GIVEN DATA
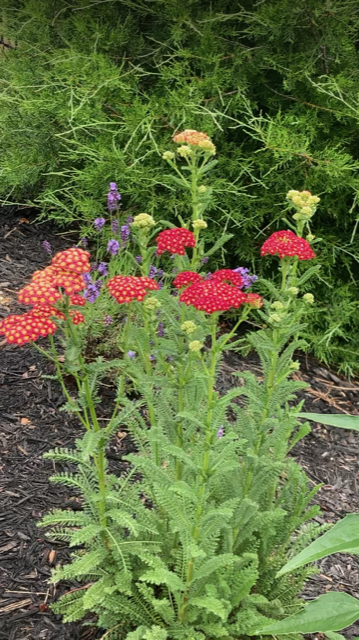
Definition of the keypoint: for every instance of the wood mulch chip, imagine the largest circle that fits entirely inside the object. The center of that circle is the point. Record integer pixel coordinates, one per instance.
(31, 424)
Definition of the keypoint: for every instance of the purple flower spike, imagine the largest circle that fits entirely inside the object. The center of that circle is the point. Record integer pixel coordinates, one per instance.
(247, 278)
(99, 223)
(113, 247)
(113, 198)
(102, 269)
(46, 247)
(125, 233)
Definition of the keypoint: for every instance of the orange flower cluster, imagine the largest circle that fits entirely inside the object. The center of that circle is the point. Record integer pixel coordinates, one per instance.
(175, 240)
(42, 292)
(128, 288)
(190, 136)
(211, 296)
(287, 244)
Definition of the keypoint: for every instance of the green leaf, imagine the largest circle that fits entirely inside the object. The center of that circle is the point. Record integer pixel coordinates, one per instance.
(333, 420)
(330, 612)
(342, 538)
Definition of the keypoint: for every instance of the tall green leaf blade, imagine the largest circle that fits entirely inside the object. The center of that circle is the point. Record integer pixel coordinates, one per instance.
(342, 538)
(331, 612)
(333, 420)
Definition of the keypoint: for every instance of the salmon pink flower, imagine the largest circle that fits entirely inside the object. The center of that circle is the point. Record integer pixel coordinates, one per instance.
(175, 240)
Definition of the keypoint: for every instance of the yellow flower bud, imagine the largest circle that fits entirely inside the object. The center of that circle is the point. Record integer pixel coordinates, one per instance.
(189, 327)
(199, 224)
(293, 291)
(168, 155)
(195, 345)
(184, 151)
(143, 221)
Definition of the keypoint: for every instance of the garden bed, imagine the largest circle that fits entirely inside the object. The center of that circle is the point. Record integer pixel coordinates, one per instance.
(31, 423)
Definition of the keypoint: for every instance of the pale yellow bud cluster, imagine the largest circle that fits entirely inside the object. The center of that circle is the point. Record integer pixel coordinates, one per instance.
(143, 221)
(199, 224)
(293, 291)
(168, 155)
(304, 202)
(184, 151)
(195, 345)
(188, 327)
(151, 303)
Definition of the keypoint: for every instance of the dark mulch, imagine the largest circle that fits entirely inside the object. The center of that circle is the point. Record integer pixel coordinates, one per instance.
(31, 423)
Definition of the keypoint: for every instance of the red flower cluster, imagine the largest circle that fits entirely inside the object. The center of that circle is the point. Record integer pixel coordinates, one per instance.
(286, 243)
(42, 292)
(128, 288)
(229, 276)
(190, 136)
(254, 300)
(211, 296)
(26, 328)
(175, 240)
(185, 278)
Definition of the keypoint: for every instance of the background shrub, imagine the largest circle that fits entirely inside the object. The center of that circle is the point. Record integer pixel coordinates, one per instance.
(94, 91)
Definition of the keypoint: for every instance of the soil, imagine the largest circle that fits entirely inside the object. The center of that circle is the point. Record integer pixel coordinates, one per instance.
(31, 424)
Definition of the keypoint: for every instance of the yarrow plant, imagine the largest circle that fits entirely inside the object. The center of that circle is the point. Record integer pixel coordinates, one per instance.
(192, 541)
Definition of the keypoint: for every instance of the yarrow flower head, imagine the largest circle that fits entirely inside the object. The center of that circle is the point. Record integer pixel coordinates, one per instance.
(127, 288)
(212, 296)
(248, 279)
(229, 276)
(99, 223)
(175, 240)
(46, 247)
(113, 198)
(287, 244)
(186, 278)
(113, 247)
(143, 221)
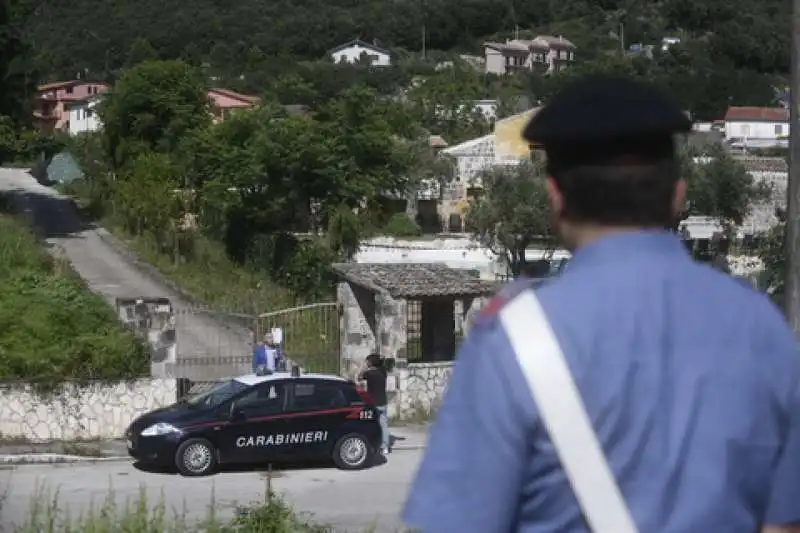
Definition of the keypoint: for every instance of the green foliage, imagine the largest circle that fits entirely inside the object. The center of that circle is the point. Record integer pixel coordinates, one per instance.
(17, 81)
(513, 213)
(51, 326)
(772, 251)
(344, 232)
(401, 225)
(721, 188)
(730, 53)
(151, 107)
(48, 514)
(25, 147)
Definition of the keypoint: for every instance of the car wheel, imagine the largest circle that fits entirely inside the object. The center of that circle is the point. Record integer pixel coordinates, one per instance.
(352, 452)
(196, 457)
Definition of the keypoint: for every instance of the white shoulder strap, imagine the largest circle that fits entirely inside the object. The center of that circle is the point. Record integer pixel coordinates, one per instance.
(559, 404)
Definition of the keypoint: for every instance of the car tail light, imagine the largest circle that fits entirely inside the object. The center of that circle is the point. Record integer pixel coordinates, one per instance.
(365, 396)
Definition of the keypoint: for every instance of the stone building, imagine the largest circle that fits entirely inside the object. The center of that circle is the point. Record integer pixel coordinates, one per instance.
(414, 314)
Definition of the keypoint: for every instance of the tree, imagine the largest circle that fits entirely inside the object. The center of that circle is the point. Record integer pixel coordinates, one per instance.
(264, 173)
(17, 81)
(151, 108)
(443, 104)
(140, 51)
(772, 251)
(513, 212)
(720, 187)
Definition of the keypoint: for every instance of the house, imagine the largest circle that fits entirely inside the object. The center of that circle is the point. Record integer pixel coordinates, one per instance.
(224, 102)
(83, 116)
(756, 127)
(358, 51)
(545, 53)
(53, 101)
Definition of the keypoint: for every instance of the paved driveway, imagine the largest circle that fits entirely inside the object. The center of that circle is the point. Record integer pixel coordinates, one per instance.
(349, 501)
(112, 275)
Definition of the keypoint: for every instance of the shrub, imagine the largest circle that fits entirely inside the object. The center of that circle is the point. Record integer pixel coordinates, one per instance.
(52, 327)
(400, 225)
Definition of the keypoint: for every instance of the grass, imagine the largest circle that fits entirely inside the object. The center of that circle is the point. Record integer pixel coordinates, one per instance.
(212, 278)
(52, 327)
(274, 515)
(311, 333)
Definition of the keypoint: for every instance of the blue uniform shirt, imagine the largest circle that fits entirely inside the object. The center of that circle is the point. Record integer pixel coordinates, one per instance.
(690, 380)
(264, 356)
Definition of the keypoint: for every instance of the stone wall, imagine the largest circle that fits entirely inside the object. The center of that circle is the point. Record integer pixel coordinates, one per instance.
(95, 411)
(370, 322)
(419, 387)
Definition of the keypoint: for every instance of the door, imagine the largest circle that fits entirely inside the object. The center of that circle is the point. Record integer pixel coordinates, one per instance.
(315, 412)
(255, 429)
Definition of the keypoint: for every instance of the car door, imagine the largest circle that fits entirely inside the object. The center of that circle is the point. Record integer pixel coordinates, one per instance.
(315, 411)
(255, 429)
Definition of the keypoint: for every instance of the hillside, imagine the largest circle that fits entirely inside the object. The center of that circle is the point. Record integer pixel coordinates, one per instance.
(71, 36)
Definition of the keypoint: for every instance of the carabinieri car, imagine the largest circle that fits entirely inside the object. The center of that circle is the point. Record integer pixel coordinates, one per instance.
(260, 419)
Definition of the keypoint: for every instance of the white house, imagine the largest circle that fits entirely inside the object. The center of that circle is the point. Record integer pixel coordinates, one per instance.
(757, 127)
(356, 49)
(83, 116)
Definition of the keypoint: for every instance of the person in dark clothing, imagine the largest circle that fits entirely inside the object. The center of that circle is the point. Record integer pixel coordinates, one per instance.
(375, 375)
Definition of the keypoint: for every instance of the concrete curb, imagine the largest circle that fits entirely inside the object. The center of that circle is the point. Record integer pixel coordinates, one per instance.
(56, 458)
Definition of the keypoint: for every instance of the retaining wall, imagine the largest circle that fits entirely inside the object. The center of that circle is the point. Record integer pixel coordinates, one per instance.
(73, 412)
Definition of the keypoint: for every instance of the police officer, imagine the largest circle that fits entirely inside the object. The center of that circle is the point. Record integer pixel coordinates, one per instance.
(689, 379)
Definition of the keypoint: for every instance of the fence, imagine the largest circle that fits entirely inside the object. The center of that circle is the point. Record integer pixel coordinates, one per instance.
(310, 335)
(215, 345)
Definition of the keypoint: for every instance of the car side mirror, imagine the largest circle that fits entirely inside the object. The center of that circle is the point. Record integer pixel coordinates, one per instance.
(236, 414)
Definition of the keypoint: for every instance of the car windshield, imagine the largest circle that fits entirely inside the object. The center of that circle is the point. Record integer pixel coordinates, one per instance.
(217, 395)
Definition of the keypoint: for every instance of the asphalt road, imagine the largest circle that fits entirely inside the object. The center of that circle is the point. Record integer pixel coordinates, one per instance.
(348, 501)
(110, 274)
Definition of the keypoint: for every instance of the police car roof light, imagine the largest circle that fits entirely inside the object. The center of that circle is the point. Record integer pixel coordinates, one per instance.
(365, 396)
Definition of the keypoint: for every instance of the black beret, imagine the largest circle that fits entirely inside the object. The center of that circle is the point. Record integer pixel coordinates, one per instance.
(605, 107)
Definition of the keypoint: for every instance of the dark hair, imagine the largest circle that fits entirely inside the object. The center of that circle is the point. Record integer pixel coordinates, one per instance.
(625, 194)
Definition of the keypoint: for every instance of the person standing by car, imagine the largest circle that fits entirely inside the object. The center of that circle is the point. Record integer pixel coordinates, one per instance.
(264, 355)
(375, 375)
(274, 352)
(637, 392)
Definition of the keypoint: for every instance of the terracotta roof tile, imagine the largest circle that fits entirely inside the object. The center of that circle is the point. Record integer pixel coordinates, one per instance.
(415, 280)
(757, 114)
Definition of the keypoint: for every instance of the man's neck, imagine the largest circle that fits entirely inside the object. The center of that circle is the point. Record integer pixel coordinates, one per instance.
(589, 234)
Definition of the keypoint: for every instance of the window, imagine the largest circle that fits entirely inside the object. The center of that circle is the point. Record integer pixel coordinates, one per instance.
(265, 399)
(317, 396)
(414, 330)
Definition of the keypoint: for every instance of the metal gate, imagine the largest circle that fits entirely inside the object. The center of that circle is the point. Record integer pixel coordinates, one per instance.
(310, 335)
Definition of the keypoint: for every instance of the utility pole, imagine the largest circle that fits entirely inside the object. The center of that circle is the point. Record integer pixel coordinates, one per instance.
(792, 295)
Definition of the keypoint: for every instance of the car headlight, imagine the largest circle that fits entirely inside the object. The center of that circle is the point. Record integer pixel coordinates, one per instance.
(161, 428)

REQUIREMENTS
Lay out the rows as a Markdown table with the columns Row and Text, numbering each row and leaving out blank lines. Begin at the row that contains "Definition of the keypoint: for every instance of the utility" and stop after the last row.

EXPECTED ANSWER
| Row | Text |
|---|---|
| 1 | Definition of the keypoint: for every instance of the utility pole, imagine the largest circle that fits entirely inside the object. The center of that circle is the point. Record integer pixel coordinates, one per instance. |
| 2 | (792, 295) |
| 3 | Definition of the keypoint: for every instance of the car headlight, imagine the largest circle that fits entirely inside the object. The center of that circle is the point. Record integer pixel coordinates, one per instance. |
| 4 | (161, 428) |